Repeat everything in the items from the line containing "target | shoreline" down to the end, keeping every line unchanged.

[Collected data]
§ §

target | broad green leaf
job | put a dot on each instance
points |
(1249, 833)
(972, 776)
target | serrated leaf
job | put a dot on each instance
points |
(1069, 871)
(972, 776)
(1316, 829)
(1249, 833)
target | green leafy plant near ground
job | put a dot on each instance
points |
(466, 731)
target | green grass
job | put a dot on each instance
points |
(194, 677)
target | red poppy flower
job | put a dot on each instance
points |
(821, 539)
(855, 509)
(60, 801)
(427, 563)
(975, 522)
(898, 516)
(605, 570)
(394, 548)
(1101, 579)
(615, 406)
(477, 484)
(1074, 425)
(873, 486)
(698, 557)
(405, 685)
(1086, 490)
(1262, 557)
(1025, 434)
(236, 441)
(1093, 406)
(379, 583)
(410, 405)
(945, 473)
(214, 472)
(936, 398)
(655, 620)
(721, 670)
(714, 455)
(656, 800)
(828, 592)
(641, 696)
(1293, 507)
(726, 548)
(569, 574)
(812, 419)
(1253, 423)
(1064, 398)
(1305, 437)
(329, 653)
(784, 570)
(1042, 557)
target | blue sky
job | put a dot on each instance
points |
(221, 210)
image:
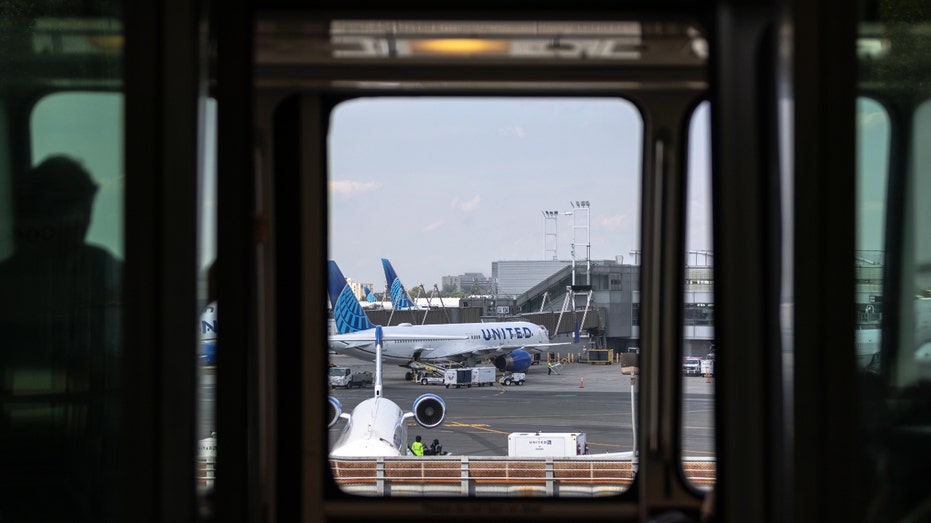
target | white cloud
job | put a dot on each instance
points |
(617, 221)
(434, 226)
(512, 130)
(348, 188)
(469, 205)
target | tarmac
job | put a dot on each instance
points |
(581, 397)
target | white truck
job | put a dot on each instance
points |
(513, 378)
(479, 376)
(347, 378)
(546, 444)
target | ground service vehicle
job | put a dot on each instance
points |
(205, 126)
(513, 378)
(347, 378)
(468, 376)
(546, 444)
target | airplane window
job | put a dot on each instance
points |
(698, 341)
(499, 239)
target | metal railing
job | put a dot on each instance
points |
(589, 476)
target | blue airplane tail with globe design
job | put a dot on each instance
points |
(400, 299)
(347, 312)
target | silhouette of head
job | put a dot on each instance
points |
(54, 205)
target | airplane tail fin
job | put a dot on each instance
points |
(400, 299)
(347, 312)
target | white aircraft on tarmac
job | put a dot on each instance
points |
(378, 426)
(505, 342)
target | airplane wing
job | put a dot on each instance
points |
(461, 352)
(369, 336)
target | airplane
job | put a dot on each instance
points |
(400, 299)
(369, 296)
(506, 342)
(378, 426)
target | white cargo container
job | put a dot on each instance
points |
(469, 376)
(546, 444)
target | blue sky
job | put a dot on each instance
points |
(447, 186)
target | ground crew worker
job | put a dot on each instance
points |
(417, 446)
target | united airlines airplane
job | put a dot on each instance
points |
(506, 343)
(400, 298)
(377, 426)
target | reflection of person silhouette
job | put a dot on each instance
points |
(60, 325)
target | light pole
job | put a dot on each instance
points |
(548, 233)
(572, 245)
(582, 206)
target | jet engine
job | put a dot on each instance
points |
(514, 361)
(429, 410)
(334, 411)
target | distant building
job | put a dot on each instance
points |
(470, 283)
(358, 288)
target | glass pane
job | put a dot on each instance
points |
(894, 159)
(436, 208)
(698, 340)
(872, 173)
(61, 208)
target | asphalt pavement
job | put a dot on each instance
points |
(581, 397)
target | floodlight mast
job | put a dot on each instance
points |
(582, 206)
(550, 233)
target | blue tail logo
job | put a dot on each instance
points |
(347, 313)
(399, 296)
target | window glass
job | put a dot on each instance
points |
(429, 199)
(698, 342)
(872, 173)
(61, 265)
(893, 261)
(88, 127)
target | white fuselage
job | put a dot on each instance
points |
(376, 428)
(442, 342)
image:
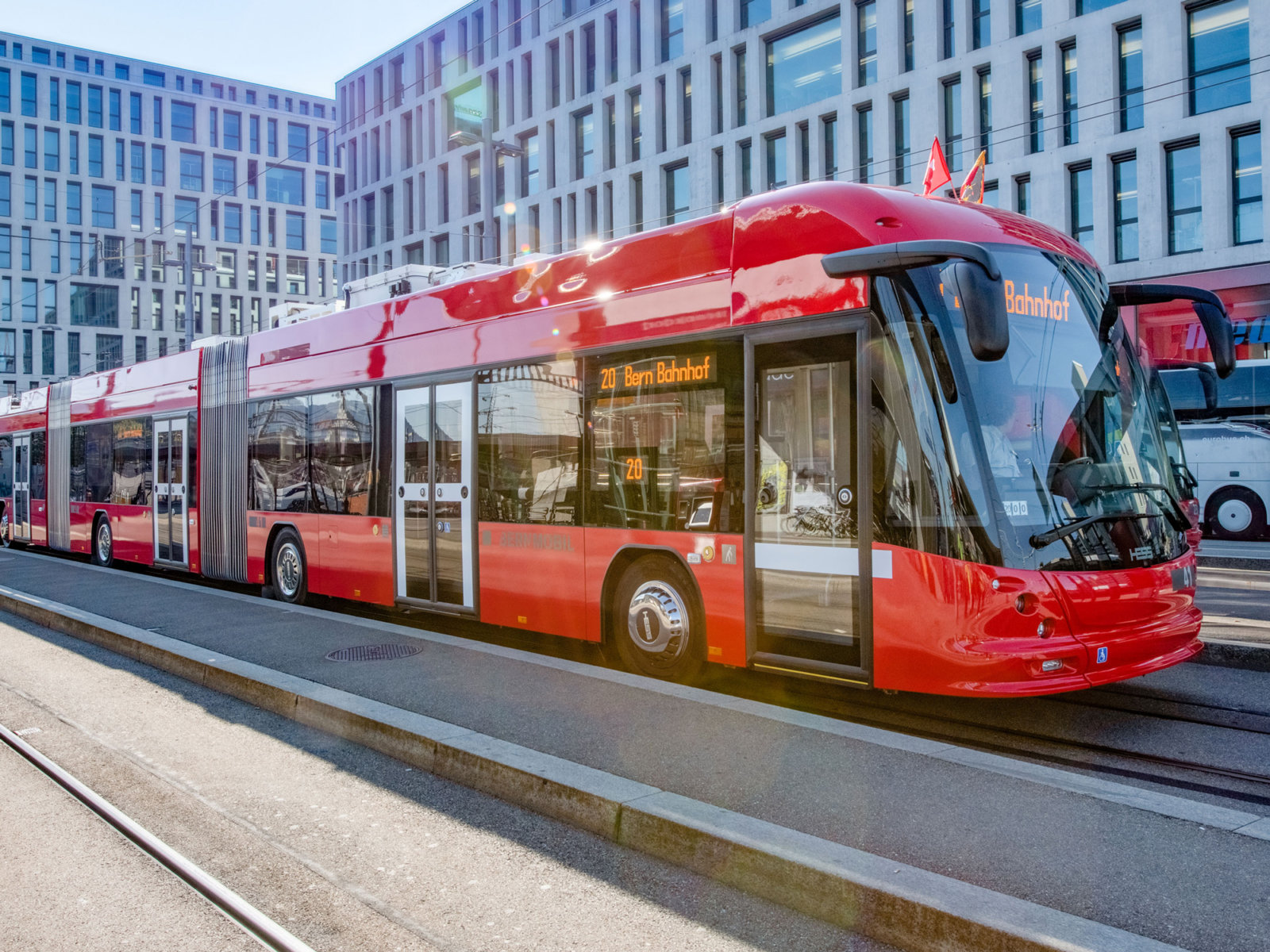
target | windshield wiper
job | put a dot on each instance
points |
(1175, 513)
(1043, 539)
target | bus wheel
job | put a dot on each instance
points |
(103, 543)
(290, 571)
(1236, 513)
(656, 621)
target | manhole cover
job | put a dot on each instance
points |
(374, 653)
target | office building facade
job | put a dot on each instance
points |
(1132, 125)
(107, 163)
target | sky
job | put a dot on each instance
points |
(300, 46)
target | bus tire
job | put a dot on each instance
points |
(289, 570)
(1236, 513)
(103, 543)
(657, 625)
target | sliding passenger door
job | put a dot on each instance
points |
(22, 489)
(171, 463)
(435, 463)
(808, 535)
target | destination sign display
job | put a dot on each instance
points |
(660, 372)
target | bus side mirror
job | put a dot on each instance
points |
(1208, 308)
(1221, 336)
(983, 302)
(978, 278)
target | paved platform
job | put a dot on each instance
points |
(918, 843)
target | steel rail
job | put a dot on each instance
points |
(247, 917)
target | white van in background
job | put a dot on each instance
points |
(1225, 425)
(1231, 460)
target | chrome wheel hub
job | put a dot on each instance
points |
(1235, 516)
(657, 621)
(289, 569)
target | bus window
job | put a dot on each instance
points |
(341, 451)
(660, 455)
(927, 489)
(38, 466)
(99, 463)
(6, 466)
(279, 455)
(131, 473)
(529, 423)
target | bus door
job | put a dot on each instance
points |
(22, 488)
(171, 465)
(435, 494)
(808, 530)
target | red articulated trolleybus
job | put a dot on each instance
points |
(833, 431)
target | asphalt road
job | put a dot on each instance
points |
(344, 847)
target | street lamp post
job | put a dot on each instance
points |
(491, 148)
(187, 262)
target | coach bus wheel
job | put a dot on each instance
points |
(103, 543)
(656, 624)
(1236, 513)
(290, 573)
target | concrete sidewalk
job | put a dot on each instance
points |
(918, 843)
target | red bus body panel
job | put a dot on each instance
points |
(939, 624)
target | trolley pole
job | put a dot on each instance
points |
(488, 247)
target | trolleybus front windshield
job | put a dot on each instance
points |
(1068, 437)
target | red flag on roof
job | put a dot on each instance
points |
(937, 171)
(972, 190)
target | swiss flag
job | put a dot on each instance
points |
(937, 171)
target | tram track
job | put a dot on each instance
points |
(232, 905)
(972, 723)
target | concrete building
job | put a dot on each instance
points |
(106, 163)
(1133, 125)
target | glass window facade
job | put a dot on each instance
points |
(1218, 55)
(806, 67)
(1183, 175)
(1246, 186)
(1124, 182)
(1130, 78)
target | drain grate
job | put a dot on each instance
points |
(374, 653)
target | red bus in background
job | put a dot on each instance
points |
(808, 435)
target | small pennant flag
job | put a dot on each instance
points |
(972, 190)
(937, 171)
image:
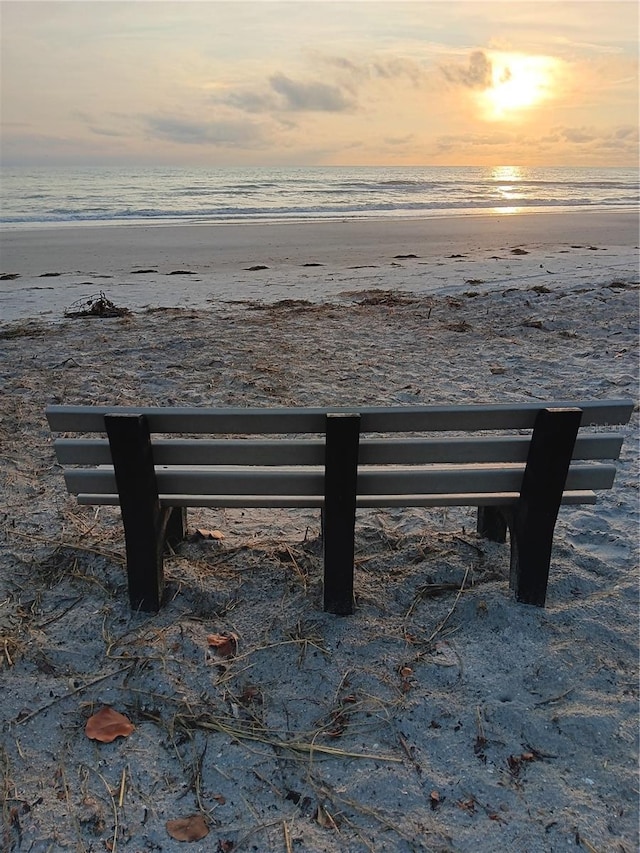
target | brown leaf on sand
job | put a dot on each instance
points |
(324, 819)
(209, 534)
(106, 725)
(191, 828)
(224, 644)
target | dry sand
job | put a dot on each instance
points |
(433, 719)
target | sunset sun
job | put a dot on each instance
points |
(518, 83)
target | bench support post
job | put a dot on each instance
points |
(145, 523)
(492, 523)
(339, 517)
(534, 516)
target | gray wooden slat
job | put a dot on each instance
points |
(372, 501)
(211, 481)
(388, 481)
(374, 419)
(180, 451)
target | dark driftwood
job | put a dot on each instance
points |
(341, 473)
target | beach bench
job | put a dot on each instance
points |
(517, 463)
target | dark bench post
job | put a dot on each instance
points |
(144, 521)
(534, 517)
(492, 523)
(339, 517)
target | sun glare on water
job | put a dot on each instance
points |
(518, 83)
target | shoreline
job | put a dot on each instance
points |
(197, 266)
(399, 216)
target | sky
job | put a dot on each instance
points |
(296, 83)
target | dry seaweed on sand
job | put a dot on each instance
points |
(96, 306)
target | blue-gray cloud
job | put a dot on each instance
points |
(221, 133)
(286, 95)
(310, 97)
(478, 73)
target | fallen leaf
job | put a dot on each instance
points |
(224, 644)
(106, 725)
(191, 828)
(324, 819)
(209, 534)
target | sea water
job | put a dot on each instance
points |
(36, 197)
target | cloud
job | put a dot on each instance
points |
(578, 134)
(395, 68)
(310, 97)
(222, 133)
(466, 140)
(477, 75)
(623, 138)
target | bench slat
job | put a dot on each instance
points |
(267, 481)
(372, 501)
(373, 419)
(78, 451)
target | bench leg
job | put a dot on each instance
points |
(142, 517)
(536, 511)
(492, 523)
(175, 525)
(339, 516)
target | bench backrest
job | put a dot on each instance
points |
(475, 469)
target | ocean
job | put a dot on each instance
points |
(37, 197)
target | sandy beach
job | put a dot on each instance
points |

§ §

CORRECT RESULT:
target | shoreline
job | put a dot on each instance
points |
(197, 266)
(399, 216)
target | sky
job | put a dot on each instance
points |
(296, 83)
target | dry seaweed on sand
job | put a dot on each instance
points |
(96, 306)
target | blue-gray cloud
job | put a dot on each instance
points |
(221, 133)
(286, 95)
(310, 97)
(478, 73)
target | fallen leaf
job | put a dot on each instance
points |
(224, 644)
(106, 725)
(191, 828)
(324, 819)
(209, 534)
target | sea water
job | put a dot on each instance
points |
(36, 197)
target | cloud
job | put a dot on each instance
points |
(578, 134)
(395, 68)
(310, 97)
(222, 133)
(466, 140)
(477, 75)
(623, 138)
target | bench slat
job | put a dot on each instance
points |
(267, 481)
(372, 501)
(373, 419)
(78, 451)
target | bench leg
job | put a dot on each instance
points |
(142, 517)
(536, 511)
(492, 523)
(175, 525)
(339, 516)
target | bench backrest
job | put a dot on each instance
points |
(475, 469)
target | ocean
job | put a dot on each instance
points |
(37, 197)
target | sandy beach
job | put a dot on each instance
points |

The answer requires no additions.